- INPUT FOR THIS TASK -
━━━━

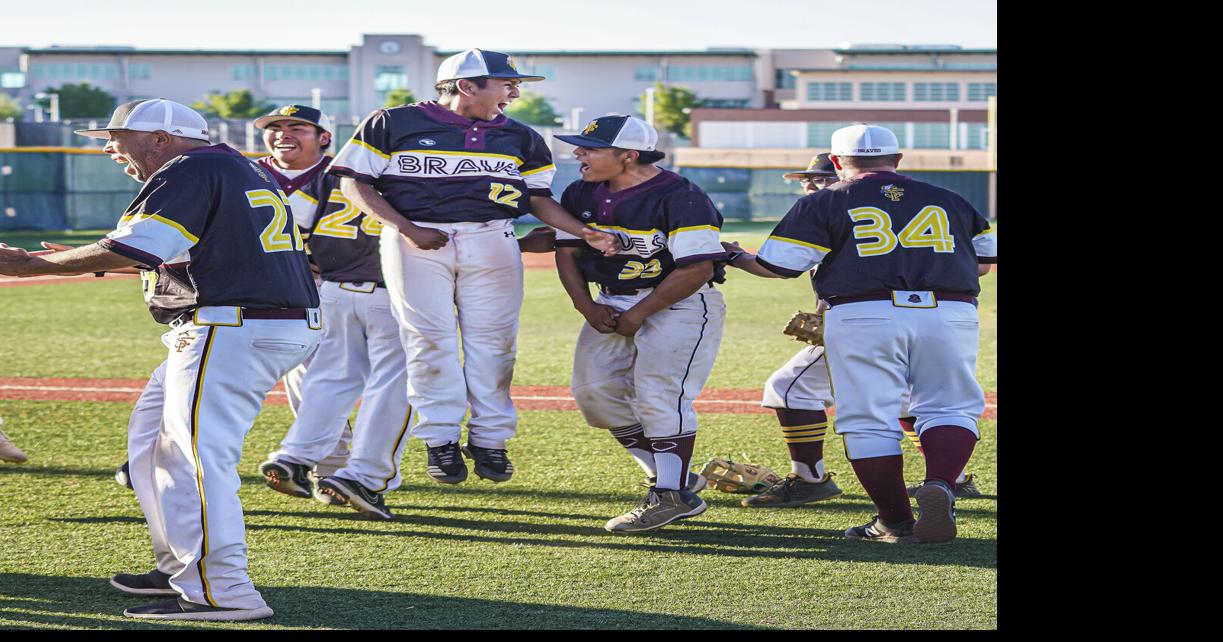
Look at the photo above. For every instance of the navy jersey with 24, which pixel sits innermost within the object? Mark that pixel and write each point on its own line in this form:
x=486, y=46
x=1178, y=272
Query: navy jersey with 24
x=221, y=226
x=882, y=231
x=662, y=224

━━━━

- GIVEN REQUEST -
Return the listing above word for word, keeping every line unchanged, and omit the picture.

- EXERCISE RESULT -
Look at the photo above. For every instance of the navy jersey with 24, which pixel sits innermost within the object? Mark that pixel and write each point on its own line in this form:
x=486, y=46
x=1178, y=272
Query: navy jersey with 24
x=221, y=226
x=882, y=231
x=662, y=224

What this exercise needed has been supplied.